• Фрагмент набора данных:

---------------

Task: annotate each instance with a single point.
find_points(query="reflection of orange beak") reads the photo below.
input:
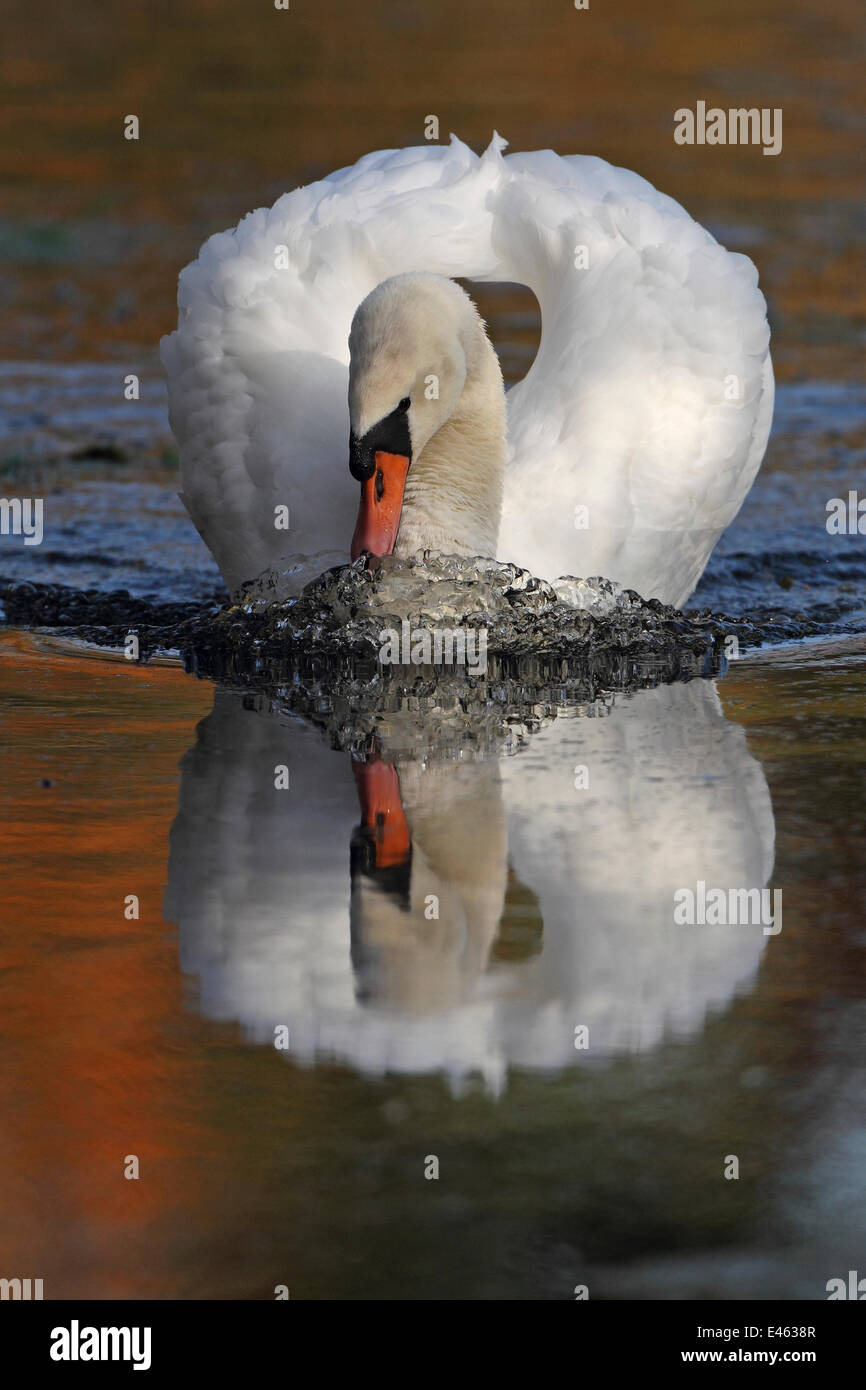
(378, 516)
(378, 790)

---------------

• Задание: Оформите все записи выше как нумерованный список без пустых строк. Изображения в ответ не включайте.

• Выполненное задание:
1. Task: annotate each instance with a single point.
2. find_points(query="reflection of orange beak") reads the photo below.
3. input:
4. (378, 516)
5. (378, 790)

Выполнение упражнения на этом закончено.